In Jungian terms, individuation is very simple: it is the movement from the ego to the Self. To be oriented to the Self, rather than driven by the ego. Most of us only truly grow when our ego’s haughty power has been brought down. What is the Self? The Self is the entirety of the psyche, including what we could call the unconscious and the divine aspects or higher consciousness. The Self gives a more comprehensive view of life, sees things from all sides.

By nature most of us learn to adapt to situations and to other people. But individuation is against all adaptation to others. So individuation is accompanied by what Jung calls “a tragic guilt”! Because we are no longer adapting to others and pleasing them! Jung says the way the guilt of Individuation can be expiated is through service to humanity. This is very different to servitude to another human being, or the culture at large?


Jung, in Two Essays on Analytical Psychology, says, “The person who cannot create individually won values has to consciously embrace collective values. Only to the extent that a man creates values can he and may he individuate. Every further step in individuation creates new guilt and necessitates new expiation. Hence individuation is possible only so long as substitute, or personal values, are produced. Individuation is exclusive adaptation to inner reality. And what is offered up in expiation for the guilt of not adhering to the collective values, is contribution to the outer world or the collective.(page 451)


James Hollis gives us more clues about this guilt, when he says that a person who individuates can never claim innocence, either personally or collectively. So, part of the development of the individual is the appropriate acknowledgement of guilt, which is to say the acceptance of responsibility for the consequences of one’s choices, however unconscious one was at the time. (Swamplands, p 24). As part of the human race, we also bear a collective guilt, for the collective decisions. We are part of the society that created the Holocaust, that treats refugees in a certain way, or is responsible for the stolen generations. As a child, perhaps about 7 years old, I was puzzled by my deep sense of guilt and shame around the attitudes of my family and church to the people at the aboriginal missions of Yalata and Koonibba in South Australia. Though the attitude expressed was presumed to be benevolent, to me it was condescending and felt wrong. As I was writing this, I checked that history and memory matched and went to the website for these missions, and once again felt a deep sense of guilt and shame at what was done at that time, early 1950’s. Each era has a quickened consciousness around certain issues, and what felt right to my parent’s generation did not feel right to me. This small example indicates to me how early the seeds of individuation were growing in me, and it was painful to me at the time that I was not safely enclosed within the collective view. I wonder too, about the children of today, and their sensibilities and quickening of conscience around issues that might escape us as the older generations preoccupied with our own zeitgeist.

********************

### About this task
Can you output everything from "In Jungian terms, individuation" down to "culture at large?" in the passage on individuation, copied word for word? Draw only on the passage on individuation above.

### Extracted entries
********************

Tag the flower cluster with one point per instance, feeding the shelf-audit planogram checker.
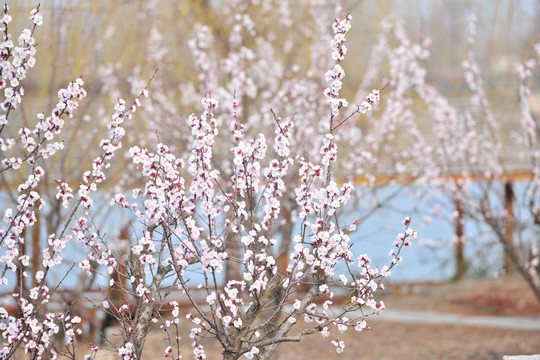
(335, 75)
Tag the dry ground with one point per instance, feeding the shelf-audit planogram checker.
(507, 296)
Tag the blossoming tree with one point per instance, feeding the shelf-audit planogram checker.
(188, 217)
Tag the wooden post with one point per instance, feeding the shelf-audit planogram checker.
(36, 233)
(20, 286)
(460, 259)
(509, 223)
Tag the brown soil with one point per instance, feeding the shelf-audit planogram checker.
(507, 296)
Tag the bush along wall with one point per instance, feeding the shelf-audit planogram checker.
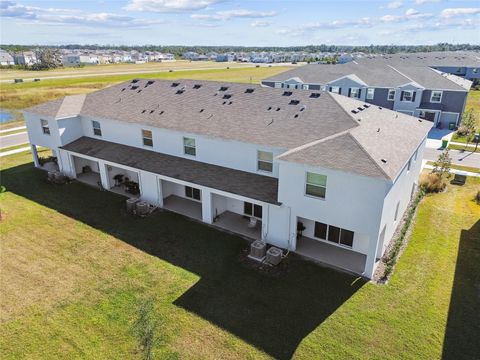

********************

### Output
In Jungian terms, individuation is very simple: it is the movement from the ego to the Self. To be oriented to the Self, rather than driven by the ego. Most of us only truly grow when our ego’s haughty power has been brought down. What is the Self? The Self is the entirety of the psyche, including what we could call the unconscious and the divine aspects or higher consciousness. The Self gives a more comprehensive view of life, sees things from all sides.

By nature most of us learn to adapt to situations and to other people. But individuation is against all adaptation to others. So individuation is accompanied by what Jung calls “a tragic guilt”! Because we are no longer adapting to others and pleasing them! Jung says the way the guilt of Individuation can be expiated is through service to humanity. This is very different to servitude to another human being, or the culture at large?